• [Your instructions]: From the essay on bringing lightness to a spiritual calling, extract the passage from "One thing that" to "a joyful one." word for word.

─── Document extract

When I started on my spiritual path, I was committed to working hard to do it right. After all, since this was coming from God, I had to take it seriously, right? I mean this is important business and not to be taken lightly. Years later, through therapy and Workaholic Anonymous, I realized that my attitude came out of not feeling good enough and the need to prove myself.
While understanding this helps in my everyday life, my job, and my relationships, today I realize that I still take my calling too seriously. It certainly is important, but there hasn’t been much room for lightness and laughter.
Don’t get me wrong, in my life, I do laugh and my husband and I can be very silly at times. Laughter is healing and as a healer of the spirit, it needs to be part of my path. Yet, I feel like my seriousness weighs me down. I have talked about this with my soul coach, spirit guides, and others. The irony is that when I attempt to bring this lightness to my path, I do so seriously. Crazy, right?
One thing that helps me is remembering to go with the flow and not try to figure it out. Another, that recently came to me, is that perhaps I need to start being silly with my guides and God. When I was in the seminary, I was occasionally playful with my formation team (those who ultimately decided whether I was Paulist and priest material). They knew I took my training seriously but their reaction to my silliness told me that they enjoyed it. I certainly did, and it helped make my seminary time a joyful one.
So, I guess that’s the next step for me. Along with going with the flow, perhaps being playful with my guides will help me bring lightness and laughter in my calling.

──────
─── Supplied data

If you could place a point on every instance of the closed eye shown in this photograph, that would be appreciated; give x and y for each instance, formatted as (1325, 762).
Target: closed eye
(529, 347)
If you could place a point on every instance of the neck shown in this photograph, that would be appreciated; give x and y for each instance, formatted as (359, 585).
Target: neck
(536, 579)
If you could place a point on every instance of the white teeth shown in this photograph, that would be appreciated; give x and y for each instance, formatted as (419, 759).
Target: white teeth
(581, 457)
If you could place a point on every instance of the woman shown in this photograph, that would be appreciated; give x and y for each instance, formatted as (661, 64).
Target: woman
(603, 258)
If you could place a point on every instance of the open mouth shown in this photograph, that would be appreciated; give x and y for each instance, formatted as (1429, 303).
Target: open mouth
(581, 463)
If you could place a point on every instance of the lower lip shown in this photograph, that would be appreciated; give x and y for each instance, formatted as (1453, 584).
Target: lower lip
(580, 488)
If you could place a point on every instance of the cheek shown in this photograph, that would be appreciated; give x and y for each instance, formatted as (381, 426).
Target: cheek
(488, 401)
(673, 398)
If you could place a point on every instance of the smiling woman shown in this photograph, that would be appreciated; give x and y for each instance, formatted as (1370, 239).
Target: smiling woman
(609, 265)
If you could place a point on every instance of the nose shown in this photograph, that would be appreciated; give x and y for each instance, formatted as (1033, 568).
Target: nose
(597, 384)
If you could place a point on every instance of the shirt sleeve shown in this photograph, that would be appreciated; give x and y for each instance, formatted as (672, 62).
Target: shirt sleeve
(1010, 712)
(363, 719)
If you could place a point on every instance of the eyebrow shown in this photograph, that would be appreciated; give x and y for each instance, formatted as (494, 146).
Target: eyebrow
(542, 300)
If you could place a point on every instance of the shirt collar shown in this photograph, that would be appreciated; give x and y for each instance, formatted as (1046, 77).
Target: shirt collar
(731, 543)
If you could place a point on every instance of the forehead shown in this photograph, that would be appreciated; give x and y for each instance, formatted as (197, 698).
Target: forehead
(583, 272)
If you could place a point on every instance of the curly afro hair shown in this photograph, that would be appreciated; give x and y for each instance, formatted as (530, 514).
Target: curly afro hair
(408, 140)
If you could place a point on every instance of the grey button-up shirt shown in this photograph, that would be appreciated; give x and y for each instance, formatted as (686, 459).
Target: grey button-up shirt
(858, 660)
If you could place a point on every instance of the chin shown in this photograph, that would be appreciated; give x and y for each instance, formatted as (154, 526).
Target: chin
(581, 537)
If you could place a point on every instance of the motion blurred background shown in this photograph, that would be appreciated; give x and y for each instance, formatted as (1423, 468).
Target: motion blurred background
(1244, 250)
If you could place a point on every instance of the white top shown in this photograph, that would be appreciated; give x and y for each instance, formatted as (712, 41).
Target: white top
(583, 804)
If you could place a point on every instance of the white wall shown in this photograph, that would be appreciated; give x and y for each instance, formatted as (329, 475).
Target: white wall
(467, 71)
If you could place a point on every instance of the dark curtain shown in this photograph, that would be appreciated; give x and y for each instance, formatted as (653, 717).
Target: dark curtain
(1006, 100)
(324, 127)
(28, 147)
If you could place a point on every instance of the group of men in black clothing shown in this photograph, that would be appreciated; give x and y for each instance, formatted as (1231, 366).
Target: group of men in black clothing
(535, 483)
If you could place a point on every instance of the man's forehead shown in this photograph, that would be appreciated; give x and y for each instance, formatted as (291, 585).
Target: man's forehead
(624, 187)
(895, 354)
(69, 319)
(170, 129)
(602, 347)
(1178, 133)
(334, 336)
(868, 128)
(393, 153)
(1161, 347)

──────

• [Expected answer]:
One thing that helps me is remembering to go with the flow and not try to figure it out. Another, that recently came to me, is that perhaps I need to start being silly with my guides and God. When I was in the seminary, I was occasionally playful with my formation team (those who ultimately decided whether I was Paulist and priest material). They knew I took my training seriously but their reaction to my silliness told me that they enjoyed it. I certainly did, and it helped make my seminary time a joyful one.